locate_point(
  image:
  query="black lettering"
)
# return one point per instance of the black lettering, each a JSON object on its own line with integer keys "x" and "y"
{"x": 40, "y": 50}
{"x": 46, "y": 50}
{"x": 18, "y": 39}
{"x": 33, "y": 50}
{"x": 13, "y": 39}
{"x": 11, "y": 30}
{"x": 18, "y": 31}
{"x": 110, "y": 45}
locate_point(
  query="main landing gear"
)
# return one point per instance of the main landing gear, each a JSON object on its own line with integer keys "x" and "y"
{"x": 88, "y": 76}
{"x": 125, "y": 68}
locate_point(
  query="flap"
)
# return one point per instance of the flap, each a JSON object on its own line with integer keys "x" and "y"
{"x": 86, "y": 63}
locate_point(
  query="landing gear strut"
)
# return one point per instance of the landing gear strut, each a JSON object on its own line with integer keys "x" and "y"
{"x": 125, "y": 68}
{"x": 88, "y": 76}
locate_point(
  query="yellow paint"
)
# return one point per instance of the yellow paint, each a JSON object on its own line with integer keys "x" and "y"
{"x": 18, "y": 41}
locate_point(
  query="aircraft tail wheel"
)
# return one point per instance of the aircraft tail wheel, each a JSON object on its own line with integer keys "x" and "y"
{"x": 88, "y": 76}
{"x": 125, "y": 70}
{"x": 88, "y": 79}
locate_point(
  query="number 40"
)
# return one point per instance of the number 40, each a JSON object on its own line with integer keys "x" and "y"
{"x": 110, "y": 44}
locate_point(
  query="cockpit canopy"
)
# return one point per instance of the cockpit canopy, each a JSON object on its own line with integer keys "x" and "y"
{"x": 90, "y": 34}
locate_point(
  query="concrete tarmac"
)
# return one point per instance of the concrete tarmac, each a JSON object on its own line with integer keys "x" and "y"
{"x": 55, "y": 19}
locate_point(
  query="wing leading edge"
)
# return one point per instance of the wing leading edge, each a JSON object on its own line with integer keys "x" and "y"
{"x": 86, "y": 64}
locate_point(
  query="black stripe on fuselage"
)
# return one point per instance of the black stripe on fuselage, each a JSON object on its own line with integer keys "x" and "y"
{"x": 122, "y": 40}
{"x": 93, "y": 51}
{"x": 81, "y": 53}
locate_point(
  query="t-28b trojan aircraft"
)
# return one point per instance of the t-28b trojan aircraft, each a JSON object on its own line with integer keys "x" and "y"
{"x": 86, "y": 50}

*Task to complete*. Set all of the entries down again, exactly as they were given.

*Task output*.
locate_point(
  image:
  query="black lettering"
)
# return one point per instance of the black lettering, each a JSON object on its own line with integer keys "x" and "y"
{"x": 40, "y": 50}
{"x": 46, "y": 50}
{"x": 18, "y": 39}
{"x": 33, "y": 50}
{"x": 13, "y": 39}
{"x": 11, "y": 30}
{"x": 18, "y": 31}
{"x": 110, "y": 45}
locate_point(
  query="main landing gear"
)
# return one point per instance of the main landing gear, each a JSON object on its own line with integer keys "x" and "y"
{"x": 88, "y": 76}
{"x": 125, "y": 68}
locate_point(
  query="flap"
)
# return one point per instance of the flap, each a JSON object on its own line with integer keys "x" and "y"
{"x": 86, "y": 63}
locate_point(
  query="landing gear strut"
)
# return one point per instance of the landing gear strut, each a JSON object on its own line with integer keys "x" and "y"
{"x": 125, "y": 68}
{"x": 88, "y": 76}
locate_point(
  query="yellow paint"
)
# return one point per instance of the yellow paint, each a JSON object on its own line with integer keys "x" and "y"
{"x": 18, "y": 41}
locate_point(
  query="aircraft tail wheel"
)
# return one point per instance of the aircraft tail wheel, each a JSON object on its own line with integer keys "x" and "y"
{"x": 88, "y": 76}
{"x": 125, "y": 70}
{"x": 88, "y": 79}
locate_point(
  query="number 40"
)
# return one point per instance of the number 40, each a JSON object on its own line with integer keys "x" and "y"
{"x": 110, "y": 44}
locate_point(
  query="cockpit canopy"
)
# return one point per instance of the cockpit canopy, each a JSON object on its own line with integer keys "x" and "y"
{"x": 90, "y": 34}
locate_point(
  query="concrete tarmac"
)
# return one point per instance of the concrete tarmac, each a JSON object on its own line with integer keys "x" and "y"
{"x": 55, "y": 19}
locate_point(
  query="wing leading edge"
)
# return one point per instance of the wing leading edge, each a JSON object on its own line with integer keys "x" and "y"
{"x": 86, "y": 64}
locate_point(
  query="black stripe on fuselage"
)
# return one point per instance of the black stripe on fuselage, each a JSON object on its own line with integer keys "x" and "y"
{"x": 122, "y": 40}
{"x": 93, "y": 51}
{"x": 81, "y": 53}
locate_point(
  query="t-28b trojan aircraft"
)
# return one point per instance of the t-28b trojan aircraft, each a JSON object on its own line with integer keys "x" and "y"
{"x": 86, "y": 50}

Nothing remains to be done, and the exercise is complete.